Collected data
■ ■ ■ ■
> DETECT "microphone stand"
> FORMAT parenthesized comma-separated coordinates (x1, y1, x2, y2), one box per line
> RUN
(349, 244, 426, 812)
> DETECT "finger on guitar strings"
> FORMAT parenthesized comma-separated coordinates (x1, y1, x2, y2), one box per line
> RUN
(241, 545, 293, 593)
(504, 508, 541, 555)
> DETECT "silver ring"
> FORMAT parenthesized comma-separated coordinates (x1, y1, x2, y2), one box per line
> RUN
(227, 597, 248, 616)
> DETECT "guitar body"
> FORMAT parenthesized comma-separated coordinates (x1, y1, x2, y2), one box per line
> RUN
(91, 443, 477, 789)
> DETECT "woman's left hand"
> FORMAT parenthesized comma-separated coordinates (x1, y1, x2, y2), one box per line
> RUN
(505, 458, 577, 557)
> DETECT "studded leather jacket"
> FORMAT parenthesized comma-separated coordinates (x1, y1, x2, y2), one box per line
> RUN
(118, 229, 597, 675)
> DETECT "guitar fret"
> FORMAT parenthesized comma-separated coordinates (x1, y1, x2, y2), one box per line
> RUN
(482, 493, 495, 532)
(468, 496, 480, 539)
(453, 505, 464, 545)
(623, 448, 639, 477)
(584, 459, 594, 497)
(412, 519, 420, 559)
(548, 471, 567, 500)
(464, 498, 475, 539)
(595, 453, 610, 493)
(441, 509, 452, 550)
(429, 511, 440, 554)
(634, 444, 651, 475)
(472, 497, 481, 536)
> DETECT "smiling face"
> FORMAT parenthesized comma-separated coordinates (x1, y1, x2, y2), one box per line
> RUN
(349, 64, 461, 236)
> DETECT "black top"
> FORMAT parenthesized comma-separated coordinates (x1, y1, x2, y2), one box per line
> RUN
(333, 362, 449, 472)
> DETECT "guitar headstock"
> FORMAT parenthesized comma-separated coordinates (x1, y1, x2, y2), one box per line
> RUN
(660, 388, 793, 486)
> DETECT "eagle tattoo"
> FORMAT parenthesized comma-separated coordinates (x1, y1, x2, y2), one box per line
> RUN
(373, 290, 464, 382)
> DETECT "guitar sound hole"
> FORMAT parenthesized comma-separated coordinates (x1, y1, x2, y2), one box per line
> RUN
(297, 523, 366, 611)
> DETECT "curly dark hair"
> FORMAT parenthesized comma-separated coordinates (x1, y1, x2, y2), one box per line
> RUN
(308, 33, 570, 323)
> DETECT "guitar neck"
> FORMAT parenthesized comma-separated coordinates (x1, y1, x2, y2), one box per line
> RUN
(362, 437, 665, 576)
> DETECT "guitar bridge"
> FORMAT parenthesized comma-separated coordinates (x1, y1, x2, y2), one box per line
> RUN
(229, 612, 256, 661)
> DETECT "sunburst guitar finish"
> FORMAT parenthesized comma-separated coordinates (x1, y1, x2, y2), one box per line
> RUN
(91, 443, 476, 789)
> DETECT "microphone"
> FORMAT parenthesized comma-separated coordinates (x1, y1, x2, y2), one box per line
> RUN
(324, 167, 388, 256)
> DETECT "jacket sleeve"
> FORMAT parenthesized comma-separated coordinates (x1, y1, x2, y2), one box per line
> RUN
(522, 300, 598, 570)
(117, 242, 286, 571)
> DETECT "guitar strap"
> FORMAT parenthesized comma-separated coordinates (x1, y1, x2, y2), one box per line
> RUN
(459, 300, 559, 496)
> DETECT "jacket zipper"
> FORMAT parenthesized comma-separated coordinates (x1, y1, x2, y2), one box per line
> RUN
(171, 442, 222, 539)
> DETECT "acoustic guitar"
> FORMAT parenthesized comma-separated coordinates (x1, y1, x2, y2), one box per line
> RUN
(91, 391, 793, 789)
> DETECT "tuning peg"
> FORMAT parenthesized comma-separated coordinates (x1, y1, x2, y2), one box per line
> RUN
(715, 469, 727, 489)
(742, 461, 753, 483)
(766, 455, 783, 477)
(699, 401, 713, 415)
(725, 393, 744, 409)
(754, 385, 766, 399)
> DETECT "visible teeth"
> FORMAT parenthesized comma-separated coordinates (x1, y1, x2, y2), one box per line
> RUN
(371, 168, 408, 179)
■ ■ ■ ■
Exercise
Return each line of the data exactly as it was given.

Task response
> DETECT "microphone stand"
> FORMAT parenthesized comma-separated coordinates (x1, y1, x2, y2), one box per line
> RUN
(349, 244, 426, 812)
> DETECT "finger on guitar strings"
> FORMAT parenthesized comma-separated coordinates (x1, y1, x2, y2), one box per line
> RUN
(241, 545, 293, 593)
(504, 508, 541, 555)
> DETECT "silver ring"
> FORMAT parenthesized comma-separated coordinates (x1, y1, x2, y2), one box per line
> RUN
(227, 597, 248, 616)
> DETECT "guitar body"
> FORMAT parenthesized comma-separated coordinates (x1, y1, x2, y2), one box per line
> RUN
(91, 443, 477, 789)
> DETECT "woman's left hand"
> FORMAT parenthesized comma-separated coordinates (x1, y1, x2, y2), one box per line
> RUN
(505, 458, 577, 557)
> DETECT "studded leather jacket"
> FORMAT parenthesized comma-separated coordinates (x1, y1, x2, y2), one box per line
> RUN
(118, 229, 597, 675)
> DETECT "guitar fret"
> FORMAT parenthesized comma-separated coordinates (x1, y1, x2, y2), one box per line
> RUN
(482, 493, 495, 532)
(468, 496, 480, 539)
(453, 505, 464, 545)
(623, 448, 639, 477)
(584, 459, 594, 497)
(412, 519, 420, 559)
(548, 471, 567, 500)
(464, 498, 475, 539)
(595, 453, 610, 493)
(441, 509, 452, 550)
(429, 511, 440, 554)
(634, 444, 651, 475)
(472, 497, 481, 536)
> DETECT "smiling face"
> FORMAT parenthesized comma-separated coordinates (x1, y1, x2, y2), one box per line
> RUN
(349, 64, 461, 236)
> DETECT "black top"
> FORMAT parenthesized comma-separated coordinates (x1, y1, x2, y2), one box per line
> RUN
(333, 362, 449, 472)
> DETECT "guitar headstock"
> FORMAT parenthesized comma-separated coordinates (x1, y1, x2, y2), one box per line
> RUN
(660, 388, 793, 486)
> DETECT "eagle tattoo"
> FORMAT parenthesized comma-separated coordinates (x1, y1, x2, y2), one box per line
> RUN
(373, 290, 464, 382)
> DETECT "guitar sound hole"
> FORMAT parenthesized comma-separated coordinates (x1, y1, x2, y2), one box per line
> RUN
(297, 523, 366, 611)
> DETECT "curly dark hair"
> FORMAT parenthesized comma-separated coordinates (x1, y1, x2, y2), one box per line
> RUN
(308, 33, 570, 323)
> DETECT "guitar neck"
> FORMAT parenthesized comma-separated coordinates (x1, y1, x2, y2), one box per line
> RUN
(362, 437, 665, 576)
> DETECT "guitar bridge"
> FORMAT parenthesized comma-separated coordinates (x1, y1, x2, y2), one box per line
> RUN
(229, 612, 256, 661)
> DETECT "sunburst guitar finish"
> FORMAT parenthesized comma-separated coordinates (x1, y1, x2, y2), one box per line
> RUN
(91, 443, 476, 789)
> DETECT "microphone"
> FORMAT parenthesized comma-separated coordinates (x1, y1, x2, y2), one box per line
> RUN
(324, 167, 388, 256)
> DETECT "jacket sleeve"
> FORMAT parenthesized comma-separated coordinates (x1, y1, x2, y2), one box per line
> RUN
(522, 300, 598, 570)
(117, 242, 286, 571)
> DETECT "guitar strap"
> FORMAT parenthesized comma-separated coordinates (x1, y1, x2, y2), one box per line
> RUN
(459, 300, 559, 496)
> DETECT "jacket zipper"
> FORMAT parenthesized comma-separated coordinates (x1, y1, x2, y2), one box per line
> RUN
(171, 442, 222, 539)
> DETECT "acoustic guitar"
> FORMAT parenthesized comma-separated coordinates (x1, y1, x2, y2), one box per line
> RUN
(91, 391, 793, 789)
> DETECT "tuning peg"
> FORMAT parenthesized comma-separated coordinates (x1, y1, x2, y2), one box per line
> RUN
(715, 469, 727, 489)
(742, 461, 753, 483)
(766, 455, 783, 477)
(699, 401, 713, 415)
(725, 393, 744, 409)
(754, 385, 766, 399)
> DETECT "visible teeth"
> FORMAT parenthesized comma-separated coordinates (x1, y1, x2, y2), one box per line
> RUN
(371, 168, 408, 179)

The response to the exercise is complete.